_Excerpted text_.
Friday, April 11, 2025

L is for Legami

Mentioned twice recently, and both products make a reprise in this post, the Italian (Milan-based) Legami is a new name in stationary, or new to me at least, and as a follow-up to the previous post, continuing with the theme of pencil tops and etcetera!
 
Pencil Tops - We've seen the Panda here at Small Scale World
 
Foam Unicorns!



Definitely a theme at the moment! I'll have to look out for the [scented? really?] eraser, and the light-up pencil-sharpener, although both are cartooney, it doesn't stop us buying them/shooting them so you don't have to! There's also a spaceman on the three-colour highlighter, with an ariel on his helmet, like the Stingray crew!
 

Clingers and moulded finials
 
Looks to be the same as the ones I found in WHSmith, a few years ago now, during the height of the Iwako (and clones) moment - although they are still everywhere; I think the initial flood has retreated from the doorstep! So could they have been re-badged Legami all along?
 
All the above shot at the 2025 Spring Fair at the NEC in February.

Thursday, April 10, 2025

P is for Puffy Projectile Pen!

Saved entries:
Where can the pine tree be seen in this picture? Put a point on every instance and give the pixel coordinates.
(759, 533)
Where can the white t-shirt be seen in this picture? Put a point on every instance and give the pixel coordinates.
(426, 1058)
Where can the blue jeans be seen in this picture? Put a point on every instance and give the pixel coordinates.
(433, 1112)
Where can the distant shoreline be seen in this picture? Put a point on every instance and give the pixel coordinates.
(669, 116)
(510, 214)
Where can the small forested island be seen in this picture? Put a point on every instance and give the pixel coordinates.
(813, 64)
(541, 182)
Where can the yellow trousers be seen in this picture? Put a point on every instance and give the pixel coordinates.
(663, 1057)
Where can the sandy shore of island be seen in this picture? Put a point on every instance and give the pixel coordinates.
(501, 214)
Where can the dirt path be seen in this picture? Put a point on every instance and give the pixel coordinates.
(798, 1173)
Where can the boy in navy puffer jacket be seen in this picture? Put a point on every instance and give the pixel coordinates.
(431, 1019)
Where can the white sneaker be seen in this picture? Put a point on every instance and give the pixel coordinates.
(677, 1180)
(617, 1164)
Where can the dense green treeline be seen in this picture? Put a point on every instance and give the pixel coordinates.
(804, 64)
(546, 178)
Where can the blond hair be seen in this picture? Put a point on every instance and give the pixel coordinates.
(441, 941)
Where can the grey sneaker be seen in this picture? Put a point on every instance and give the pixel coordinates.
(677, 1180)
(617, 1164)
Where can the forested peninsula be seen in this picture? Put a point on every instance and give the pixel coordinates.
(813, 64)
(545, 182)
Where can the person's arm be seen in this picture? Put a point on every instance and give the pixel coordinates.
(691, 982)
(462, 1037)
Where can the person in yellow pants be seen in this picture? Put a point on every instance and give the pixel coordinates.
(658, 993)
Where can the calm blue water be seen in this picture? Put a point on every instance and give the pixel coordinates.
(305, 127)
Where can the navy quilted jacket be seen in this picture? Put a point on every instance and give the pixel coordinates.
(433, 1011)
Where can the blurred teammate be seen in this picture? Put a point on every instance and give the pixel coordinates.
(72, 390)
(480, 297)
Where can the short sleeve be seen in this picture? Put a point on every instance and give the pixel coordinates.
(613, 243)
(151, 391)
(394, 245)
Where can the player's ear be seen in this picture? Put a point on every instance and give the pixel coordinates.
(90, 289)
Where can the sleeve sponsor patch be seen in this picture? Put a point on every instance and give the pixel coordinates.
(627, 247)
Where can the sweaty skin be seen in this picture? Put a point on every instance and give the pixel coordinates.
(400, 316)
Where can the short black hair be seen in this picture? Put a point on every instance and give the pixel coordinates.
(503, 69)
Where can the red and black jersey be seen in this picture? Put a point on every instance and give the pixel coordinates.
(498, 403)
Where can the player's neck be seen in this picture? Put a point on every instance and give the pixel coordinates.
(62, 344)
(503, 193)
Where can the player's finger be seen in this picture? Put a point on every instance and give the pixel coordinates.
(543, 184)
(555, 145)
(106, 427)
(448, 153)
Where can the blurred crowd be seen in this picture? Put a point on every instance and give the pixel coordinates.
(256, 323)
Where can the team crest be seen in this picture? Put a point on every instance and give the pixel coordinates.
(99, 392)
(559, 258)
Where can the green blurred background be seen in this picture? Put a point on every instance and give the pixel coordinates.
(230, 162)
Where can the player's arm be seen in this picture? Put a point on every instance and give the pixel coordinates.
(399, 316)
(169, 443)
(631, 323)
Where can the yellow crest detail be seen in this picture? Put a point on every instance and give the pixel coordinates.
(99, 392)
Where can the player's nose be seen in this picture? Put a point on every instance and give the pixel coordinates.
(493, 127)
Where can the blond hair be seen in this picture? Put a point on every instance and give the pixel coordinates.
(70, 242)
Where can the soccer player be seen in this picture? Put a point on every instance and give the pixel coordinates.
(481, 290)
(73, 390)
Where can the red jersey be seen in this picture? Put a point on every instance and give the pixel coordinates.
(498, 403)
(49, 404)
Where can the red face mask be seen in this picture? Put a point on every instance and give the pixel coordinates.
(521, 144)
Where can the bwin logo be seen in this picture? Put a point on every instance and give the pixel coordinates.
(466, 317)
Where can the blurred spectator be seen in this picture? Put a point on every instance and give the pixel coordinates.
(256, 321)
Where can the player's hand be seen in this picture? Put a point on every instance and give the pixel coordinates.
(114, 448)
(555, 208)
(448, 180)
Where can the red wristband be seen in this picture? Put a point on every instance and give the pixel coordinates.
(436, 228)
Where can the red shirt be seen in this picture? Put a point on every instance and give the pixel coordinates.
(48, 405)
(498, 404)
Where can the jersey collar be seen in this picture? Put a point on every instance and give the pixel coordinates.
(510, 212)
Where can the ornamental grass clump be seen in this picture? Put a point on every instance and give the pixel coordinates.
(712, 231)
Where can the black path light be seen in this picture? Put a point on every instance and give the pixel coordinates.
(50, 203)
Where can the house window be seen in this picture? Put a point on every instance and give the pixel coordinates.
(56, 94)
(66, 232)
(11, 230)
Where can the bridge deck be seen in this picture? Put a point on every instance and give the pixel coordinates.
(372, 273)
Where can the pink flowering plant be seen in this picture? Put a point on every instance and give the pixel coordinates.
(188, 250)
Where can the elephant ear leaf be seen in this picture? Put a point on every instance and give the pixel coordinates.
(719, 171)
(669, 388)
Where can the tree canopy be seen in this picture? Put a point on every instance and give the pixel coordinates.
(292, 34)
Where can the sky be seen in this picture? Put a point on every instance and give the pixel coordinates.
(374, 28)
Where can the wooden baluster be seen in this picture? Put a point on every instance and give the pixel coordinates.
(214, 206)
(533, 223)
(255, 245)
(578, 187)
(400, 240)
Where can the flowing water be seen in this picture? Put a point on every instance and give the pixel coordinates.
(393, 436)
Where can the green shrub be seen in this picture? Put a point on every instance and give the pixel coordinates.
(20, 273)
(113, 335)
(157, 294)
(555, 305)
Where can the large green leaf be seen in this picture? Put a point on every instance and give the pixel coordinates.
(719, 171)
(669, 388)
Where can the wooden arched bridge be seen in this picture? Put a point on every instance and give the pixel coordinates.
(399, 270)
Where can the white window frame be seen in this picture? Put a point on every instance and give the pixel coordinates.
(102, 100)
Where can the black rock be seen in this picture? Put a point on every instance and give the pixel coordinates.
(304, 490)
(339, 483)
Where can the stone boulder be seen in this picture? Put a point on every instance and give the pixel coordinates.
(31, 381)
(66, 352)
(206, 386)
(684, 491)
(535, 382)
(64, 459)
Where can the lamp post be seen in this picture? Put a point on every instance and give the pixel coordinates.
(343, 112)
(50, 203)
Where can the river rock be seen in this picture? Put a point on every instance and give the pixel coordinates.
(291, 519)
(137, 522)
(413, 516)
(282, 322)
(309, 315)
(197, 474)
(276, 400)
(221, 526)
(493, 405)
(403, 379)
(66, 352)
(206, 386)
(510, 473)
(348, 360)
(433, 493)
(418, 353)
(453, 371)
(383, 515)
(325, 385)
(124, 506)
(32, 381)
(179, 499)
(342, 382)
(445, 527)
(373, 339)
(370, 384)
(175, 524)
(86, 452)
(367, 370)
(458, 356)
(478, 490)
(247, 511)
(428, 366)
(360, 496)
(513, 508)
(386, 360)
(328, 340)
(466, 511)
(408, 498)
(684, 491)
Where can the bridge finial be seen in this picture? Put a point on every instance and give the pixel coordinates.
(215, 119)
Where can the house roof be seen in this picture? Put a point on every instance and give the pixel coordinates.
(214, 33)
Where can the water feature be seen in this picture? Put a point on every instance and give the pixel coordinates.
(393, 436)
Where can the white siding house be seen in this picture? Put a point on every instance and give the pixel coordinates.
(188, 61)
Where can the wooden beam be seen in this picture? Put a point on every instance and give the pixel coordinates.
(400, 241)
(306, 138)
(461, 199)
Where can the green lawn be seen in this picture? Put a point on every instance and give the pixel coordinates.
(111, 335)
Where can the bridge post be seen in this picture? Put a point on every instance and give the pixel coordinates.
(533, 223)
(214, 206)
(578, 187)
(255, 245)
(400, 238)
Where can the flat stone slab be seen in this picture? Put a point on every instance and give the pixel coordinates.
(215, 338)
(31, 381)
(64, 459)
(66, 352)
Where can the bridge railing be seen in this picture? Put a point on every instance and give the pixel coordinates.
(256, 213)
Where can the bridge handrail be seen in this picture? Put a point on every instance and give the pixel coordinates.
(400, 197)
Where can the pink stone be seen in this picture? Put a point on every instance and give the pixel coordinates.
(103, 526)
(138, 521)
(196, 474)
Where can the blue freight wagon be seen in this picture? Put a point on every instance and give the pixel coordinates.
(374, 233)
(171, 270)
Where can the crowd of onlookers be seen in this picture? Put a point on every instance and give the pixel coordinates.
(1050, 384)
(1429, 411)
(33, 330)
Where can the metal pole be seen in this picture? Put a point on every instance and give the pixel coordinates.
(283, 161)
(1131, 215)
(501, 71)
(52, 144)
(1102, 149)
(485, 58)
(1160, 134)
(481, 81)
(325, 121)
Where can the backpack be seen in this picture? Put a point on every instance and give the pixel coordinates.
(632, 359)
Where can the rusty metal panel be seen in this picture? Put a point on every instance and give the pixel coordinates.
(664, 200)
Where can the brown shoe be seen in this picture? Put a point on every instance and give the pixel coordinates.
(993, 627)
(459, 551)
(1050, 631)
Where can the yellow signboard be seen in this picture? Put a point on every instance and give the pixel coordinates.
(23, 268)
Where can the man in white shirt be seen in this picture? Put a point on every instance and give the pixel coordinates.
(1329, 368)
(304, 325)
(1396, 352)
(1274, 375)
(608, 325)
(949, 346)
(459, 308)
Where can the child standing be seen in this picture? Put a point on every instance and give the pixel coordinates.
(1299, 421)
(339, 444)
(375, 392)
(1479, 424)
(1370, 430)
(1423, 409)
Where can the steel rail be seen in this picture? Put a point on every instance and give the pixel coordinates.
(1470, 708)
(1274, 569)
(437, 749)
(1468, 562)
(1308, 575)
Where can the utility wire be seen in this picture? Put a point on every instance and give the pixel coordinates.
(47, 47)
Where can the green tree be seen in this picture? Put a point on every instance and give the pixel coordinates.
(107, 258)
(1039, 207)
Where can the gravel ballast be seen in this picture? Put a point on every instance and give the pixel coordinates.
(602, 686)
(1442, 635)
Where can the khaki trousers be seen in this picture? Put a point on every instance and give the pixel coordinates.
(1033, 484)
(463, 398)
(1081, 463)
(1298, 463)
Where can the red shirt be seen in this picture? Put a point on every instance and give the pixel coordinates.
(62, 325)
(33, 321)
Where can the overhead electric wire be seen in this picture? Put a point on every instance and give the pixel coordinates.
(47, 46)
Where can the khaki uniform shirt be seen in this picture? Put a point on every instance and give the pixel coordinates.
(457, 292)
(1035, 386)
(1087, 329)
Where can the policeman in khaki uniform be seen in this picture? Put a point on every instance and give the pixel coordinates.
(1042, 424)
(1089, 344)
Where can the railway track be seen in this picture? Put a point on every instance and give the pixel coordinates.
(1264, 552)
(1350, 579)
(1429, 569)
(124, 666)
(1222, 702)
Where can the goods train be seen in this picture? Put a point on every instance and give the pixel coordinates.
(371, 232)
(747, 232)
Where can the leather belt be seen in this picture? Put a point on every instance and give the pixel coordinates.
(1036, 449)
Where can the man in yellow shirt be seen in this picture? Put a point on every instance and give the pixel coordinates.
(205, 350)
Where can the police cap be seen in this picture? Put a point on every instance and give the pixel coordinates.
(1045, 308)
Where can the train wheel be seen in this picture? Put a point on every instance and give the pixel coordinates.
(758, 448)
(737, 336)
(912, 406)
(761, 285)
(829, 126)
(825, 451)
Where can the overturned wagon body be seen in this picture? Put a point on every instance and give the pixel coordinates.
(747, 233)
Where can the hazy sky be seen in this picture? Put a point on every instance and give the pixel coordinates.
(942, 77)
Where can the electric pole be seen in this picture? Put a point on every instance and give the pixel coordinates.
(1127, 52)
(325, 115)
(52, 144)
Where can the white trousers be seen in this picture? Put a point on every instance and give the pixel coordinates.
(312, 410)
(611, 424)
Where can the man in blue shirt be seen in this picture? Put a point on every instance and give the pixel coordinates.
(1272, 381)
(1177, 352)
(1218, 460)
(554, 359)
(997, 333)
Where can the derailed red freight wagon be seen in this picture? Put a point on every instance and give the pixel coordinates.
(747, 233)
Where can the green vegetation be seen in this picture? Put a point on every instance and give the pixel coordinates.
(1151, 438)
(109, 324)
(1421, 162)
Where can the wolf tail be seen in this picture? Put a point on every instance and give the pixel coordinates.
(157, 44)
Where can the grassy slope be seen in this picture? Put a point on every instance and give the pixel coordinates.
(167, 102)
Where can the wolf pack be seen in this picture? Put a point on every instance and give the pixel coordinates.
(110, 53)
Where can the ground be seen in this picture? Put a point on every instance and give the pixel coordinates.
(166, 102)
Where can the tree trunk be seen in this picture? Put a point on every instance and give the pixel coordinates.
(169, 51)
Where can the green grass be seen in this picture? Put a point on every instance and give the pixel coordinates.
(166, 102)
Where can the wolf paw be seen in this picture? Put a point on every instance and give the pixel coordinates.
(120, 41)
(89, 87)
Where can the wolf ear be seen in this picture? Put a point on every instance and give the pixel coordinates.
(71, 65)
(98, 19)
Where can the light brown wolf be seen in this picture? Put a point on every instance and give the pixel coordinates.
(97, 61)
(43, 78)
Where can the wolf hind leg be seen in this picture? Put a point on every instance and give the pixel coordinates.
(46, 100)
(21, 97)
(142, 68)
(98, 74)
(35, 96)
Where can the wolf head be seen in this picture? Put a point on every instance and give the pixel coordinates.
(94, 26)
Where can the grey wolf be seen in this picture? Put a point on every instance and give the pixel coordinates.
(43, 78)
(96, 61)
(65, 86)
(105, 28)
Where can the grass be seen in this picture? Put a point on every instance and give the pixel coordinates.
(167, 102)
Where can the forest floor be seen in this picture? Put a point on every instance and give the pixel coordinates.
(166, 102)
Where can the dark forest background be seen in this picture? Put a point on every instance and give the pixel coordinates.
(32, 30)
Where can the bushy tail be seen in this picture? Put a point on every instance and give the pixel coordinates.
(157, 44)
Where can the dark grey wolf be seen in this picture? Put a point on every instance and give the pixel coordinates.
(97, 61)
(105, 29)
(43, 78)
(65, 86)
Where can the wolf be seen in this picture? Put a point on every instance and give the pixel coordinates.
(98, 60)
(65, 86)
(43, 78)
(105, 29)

_Objective A_.
Answer these questions about the Legami post, one per line:
(i) In which city is Legami based?
(ii) On which item does the spaceman appear?
(iii) At which event were all the items shot?
_Objective B_.
In the Legami post, swap "eraser" for "rubber" and write out everything from "Definitely a theme" down to "NEC in February.".

_Written answer A_.
(i) Milan
(ii) The three-colour highlighter
(iii) The 2025 Spring Fair at the NEC, in February

_Written answer B_.
Definitely a theme at the moment! I'll have to look out for the [scented? really?] rubber, and the light-up pencil-sharpener, although both are cartooney, it doesn't stop us buying them/shooting them so you don't have to! There's also a spaceman on the three-colour highlighter, with an ariel on his helmet, like the Stingray crew!
 

Clingers and moulded finials
 
Looks to be the same as the ones I found in WHSmith, a few years ago now, during the height of the Iwako (and clones) moment - although they are still everywhere; I think the initial flood has retreated from the doorstep! So could they have been re-badged Legami all along?
 
All the above shot at the 2025 Spring Fair at the NEC in February.